## begin Material provided

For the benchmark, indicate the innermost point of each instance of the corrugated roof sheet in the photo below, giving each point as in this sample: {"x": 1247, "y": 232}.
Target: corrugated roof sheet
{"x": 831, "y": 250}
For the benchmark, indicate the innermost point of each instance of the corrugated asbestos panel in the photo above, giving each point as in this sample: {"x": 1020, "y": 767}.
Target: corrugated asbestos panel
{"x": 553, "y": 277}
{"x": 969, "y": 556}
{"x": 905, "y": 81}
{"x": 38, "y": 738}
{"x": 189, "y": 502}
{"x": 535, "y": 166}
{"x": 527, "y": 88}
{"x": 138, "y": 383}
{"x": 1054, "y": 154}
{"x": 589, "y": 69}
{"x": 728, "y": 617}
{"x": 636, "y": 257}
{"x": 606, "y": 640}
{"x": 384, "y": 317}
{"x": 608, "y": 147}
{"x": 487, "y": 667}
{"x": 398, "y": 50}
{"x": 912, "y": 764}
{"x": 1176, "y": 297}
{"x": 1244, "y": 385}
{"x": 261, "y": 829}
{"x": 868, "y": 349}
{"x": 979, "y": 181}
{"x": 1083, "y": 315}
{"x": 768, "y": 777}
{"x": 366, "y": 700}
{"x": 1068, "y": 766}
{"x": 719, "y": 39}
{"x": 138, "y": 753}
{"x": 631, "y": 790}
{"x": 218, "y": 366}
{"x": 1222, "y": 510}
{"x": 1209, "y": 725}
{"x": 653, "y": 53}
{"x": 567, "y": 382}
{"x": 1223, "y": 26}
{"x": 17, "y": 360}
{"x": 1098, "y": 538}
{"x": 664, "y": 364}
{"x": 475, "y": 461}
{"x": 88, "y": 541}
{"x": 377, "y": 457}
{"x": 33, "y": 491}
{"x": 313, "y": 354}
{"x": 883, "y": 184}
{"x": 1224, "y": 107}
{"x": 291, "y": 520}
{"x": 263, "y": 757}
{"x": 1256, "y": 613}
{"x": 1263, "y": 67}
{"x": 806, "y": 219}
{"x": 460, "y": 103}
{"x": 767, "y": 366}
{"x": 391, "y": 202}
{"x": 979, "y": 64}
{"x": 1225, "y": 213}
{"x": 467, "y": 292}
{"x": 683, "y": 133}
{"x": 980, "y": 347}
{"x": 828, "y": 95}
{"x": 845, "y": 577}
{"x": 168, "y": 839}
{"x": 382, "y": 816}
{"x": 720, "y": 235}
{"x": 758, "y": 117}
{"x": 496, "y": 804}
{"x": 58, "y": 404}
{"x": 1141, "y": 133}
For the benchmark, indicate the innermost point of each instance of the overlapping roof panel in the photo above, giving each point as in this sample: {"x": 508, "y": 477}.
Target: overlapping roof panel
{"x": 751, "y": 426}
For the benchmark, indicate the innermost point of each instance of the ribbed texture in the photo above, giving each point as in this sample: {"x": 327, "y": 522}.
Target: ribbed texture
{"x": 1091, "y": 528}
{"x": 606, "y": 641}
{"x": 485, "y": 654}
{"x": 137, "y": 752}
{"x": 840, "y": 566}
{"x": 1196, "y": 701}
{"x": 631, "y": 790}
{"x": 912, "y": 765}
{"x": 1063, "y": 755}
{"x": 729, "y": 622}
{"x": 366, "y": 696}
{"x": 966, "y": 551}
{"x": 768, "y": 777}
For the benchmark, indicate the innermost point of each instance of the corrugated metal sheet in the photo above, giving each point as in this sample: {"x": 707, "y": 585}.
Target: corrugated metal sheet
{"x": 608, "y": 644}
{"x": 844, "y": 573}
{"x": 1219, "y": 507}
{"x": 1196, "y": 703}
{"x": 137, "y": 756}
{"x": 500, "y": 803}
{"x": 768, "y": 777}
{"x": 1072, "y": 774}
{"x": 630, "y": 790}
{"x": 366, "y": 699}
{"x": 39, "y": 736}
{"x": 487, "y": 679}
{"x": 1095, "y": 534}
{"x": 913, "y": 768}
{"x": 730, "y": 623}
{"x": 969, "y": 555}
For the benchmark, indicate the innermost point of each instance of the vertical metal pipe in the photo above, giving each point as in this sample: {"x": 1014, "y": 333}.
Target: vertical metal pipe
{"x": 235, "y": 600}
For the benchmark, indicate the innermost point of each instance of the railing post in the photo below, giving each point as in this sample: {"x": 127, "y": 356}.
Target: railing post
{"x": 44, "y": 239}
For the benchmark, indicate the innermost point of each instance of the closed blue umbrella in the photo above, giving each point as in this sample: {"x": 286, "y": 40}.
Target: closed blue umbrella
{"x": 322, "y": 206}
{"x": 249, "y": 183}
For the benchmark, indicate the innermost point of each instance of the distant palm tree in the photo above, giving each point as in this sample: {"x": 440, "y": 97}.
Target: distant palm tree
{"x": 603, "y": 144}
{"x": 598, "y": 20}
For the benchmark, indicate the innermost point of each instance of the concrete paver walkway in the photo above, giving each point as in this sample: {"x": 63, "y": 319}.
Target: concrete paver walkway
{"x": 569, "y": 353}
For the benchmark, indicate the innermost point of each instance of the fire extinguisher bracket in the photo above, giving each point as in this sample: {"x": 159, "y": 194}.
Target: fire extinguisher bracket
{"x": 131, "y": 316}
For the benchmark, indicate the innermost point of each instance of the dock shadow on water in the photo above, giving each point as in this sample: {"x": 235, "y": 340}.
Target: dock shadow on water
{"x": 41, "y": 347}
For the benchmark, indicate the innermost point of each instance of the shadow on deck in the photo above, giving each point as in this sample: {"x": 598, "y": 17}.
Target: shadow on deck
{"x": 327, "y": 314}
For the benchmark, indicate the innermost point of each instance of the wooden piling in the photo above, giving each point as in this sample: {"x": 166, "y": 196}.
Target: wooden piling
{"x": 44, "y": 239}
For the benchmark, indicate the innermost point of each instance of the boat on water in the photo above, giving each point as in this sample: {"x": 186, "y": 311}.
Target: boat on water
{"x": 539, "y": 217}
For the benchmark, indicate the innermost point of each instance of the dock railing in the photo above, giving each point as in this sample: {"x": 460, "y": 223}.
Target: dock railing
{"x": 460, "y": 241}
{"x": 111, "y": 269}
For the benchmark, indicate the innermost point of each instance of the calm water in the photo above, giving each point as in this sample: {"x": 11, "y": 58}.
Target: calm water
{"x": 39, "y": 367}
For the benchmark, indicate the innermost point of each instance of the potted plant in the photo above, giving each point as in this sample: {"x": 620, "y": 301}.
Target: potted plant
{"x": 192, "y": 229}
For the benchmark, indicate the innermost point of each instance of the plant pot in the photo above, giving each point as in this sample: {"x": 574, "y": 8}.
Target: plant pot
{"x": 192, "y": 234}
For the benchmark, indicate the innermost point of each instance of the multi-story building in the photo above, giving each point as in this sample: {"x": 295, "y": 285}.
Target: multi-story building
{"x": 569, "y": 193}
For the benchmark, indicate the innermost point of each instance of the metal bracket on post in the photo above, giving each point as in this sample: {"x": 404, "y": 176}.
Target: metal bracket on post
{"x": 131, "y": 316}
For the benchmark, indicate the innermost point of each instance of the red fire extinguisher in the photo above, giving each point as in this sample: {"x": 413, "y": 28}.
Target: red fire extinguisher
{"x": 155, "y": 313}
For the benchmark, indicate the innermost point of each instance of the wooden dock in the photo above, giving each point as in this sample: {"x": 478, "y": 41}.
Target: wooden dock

## end Material provided

Output the lines above exactly as they appear, starting at the line that contains "the wooden dock" and continuing through the last line of the rows, with both ends included.

For the benchmark, indicate the innermost point of each instance of the wooden dock in the photo above, giving each point as in this sample: {"x": 478, "y": 41}.
Target: wooden dock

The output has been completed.